What you need to do - Print the lines of the listing below word for word, starting at the line that contains "Target: trailer roof" and ending with the final line of the listing.

(Pointing dataset records)
* * * *
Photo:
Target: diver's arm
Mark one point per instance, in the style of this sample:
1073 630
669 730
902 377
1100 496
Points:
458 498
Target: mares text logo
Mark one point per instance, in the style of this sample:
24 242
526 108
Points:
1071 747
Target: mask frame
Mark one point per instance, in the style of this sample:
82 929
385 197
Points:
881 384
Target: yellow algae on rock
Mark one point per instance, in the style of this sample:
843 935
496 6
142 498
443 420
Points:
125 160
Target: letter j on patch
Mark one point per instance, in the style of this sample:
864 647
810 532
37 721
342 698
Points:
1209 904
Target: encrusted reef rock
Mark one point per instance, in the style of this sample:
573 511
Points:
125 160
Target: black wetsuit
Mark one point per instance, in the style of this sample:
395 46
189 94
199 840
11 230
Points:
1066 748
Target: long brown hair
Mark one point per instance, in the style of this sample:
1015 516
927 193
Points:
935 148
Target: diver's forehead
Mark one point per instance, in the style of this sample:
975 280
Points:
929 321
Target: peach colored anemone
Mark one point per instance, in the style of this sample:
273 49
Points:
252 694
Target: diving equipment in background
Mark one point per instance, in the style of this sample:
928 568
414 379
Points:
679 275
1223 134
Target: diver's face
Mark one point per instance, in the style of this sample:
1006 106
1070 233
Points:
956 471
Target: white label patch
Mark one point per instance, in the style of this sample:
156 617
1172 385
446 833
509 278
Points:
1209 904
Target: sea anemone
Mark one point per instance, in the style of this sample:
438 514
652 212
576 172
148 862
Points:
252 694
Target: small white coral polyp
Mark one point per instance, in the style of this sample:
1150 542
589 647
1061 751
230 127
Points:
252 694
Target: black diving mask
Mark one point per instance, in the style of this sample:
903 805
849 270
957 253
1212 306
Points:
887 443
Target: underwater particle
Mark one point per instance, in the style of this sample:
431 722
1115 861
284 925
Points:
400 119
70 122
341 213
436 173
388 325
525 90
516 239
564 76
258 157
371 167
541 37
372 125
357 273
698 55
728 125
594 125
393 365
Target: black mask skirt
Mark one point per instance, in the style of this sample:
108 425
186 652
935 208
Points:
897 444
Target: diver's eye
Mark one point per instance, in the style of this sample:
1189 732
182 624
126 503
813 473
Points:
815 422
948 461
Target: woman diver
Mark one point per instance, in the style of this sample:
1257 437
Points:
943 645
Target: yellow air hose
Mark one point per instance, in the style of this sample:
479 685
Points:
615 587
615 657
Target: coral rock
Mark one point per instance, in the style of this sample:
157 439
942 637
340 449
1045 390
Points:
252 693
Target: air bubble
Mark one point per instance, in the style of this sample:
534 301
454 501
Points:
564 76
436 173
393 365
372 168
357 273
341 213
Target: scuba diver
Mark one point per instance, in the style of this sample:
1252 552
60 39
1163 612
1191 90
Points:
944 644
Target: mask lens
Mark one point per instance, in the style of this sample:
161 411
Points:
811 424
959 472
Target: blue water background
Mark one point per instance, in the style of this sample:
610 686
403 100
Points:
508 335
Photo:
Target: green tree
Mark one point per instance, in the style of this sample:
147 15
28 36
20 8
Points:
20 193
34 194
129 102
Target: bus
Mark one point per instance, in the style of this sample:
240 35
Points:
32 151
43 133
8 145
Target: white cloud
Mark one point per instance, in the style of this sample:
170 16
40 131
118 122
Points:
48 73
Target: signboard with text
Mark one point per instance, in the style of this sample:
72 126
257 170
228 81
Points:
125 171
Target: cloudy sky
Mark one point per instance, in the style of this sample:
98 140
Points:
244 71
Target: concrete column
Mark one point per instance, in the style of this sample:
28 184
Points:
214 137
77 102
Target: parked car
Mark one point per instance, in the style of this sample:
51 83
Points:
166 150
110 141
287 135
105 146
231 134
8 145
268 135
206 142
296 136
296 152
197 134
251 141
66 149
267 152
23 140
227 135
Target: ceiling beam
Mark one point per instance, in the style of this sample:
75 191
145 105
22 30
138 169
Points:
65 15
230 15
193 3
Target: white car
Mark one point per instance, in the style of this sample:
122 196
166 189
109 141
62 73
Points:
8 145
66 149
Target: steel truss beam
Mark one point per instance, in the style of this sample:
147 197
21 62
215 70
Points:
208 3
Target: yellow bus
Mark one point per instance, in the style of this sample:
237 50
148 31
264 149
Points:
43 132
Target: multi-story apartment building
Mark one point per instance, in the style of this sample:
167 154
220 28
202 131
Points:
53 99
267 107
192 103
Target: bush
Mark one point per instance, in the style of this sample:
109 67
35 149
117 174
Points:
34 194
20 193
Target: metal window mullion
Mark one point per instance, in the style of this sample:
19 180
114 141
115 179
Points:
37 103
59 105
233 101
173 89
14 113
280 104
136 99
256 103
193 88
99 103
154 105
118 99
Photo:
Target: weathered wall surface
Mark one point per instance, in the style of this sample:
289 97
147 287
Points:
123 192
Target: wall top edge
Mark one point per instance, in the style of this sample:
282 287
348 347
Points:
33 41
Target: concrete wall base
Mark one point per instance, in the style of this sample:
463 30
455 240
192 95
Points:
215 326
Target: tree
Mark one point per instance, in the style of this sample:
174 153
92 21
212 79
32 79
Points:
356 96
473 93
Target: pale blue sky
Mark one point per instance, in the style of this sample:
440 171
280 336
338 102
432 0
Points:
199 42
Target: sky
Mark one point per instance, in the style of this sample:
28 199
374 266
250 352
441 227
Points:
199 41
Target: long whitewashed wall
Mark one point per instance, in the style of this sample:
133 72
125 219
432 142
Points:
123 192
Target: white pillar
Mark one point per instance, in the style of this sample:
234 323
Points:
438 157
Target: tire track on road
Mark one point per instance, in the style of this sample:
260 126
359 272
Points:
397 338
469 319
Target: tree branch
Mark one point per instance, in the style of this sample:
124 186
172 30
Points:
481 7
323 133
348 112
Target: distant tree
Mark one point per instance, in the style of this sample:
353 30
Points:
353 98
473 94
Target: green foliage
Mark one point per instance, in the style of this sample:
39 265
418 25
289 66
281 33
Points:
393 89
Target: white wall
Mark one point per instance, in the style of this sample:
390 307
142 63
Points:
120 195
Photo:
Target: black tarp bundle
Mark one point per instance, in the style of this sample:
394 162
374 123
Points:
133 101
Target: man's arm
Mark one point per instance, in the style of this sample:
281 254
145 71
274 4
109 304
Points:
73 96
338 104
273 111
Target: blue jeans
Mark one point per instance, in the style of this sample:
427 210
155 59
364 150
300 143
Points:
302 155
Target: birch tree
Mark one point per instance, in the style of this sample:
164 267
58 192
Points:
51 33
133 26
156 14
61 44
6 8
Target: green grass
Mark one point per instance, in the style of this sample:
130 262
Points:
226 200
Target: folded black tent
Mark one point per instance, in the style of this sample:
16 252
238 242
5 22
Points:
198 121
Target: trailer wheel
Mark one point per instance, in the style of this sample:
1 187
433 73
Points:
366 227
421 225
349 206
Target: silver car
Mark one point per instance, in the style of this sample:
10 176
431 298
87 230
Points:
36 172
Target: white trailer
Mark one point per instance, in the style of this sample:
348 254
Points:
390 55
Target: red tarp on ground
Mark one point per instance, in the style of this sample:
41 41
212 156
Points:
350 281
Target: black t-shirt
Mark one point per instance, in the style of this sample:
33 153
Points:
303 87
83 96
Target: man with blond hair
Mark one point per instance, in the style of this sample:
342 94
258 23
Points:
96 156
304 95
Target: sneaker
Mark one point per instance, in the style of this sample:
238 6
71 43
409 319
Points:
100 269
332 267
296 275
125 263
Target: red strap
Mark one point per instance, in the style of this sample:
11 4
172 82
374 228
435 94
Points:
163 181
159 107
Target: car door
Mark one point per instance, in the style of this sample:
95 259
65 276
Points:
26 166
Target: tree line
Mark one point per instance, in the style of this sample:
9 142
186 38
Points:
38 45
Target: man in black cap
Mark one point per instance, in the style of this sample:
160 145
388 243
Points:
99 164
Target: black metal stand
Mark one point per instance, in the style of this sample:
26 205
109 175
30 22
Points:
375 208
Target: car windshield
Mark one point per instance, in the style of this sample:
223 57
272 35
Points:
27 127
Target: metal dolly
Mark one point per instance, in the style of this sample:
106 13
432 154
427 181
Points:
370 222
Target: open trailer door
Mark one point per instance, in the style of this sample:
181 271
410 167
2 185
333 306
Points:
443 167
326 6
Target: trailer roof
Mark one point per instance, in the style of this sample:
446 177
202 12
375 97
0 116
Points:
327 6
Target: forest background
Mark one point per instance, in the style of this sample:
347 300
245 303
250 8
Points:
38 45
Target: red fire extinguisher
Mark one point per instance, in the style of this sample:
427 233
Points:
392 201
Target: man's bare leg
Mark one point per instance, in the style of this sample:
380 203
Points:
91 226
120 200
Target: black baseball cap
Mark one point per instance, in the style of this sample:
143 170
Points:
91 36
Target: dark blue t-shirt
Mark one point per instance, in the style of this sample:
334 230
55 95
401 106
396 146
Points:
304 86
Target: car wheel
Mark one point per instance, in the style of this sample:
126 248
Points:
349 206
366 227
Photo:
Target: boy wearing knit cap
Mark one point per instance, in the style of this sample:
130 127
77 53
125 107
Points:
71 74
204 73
* * * *
Problem solution -
Target: trailer roof
Mark one point per instance, in the style of this sample:
446 177
202 12
375 97
0 116
Points:
327 6
Target: forest background
Mark one point per instance, in the style of this sample:
347 300
245 303
250 8
Points:
38 45
Target: red fire extinguisher
Mark one point per instance, in the style of this sample:
427 233
Points:
392 201
Target: man's bare leg
Mark one point per instance, in the style of this sample:
380 203
Points:
91 226
120 200
Target: black baseball cap
Mark one point per instance, in the style of this sample:
143 170
Points:
91 36
Target: dark blue t-shirt
Mark one point per instance, in the style of this sample:
334 230
55 95
401 106
396 146
Points:
304 86
Target: car wheel
Mark one point per instance, in the style of this sample:
126 248
Points:
349 206
366 227
Photo:
Target: boy wearing knit cap
Mark one point per instance, in the style of this sample:
130 127
77 53
125 107
Points:
71 74
204 73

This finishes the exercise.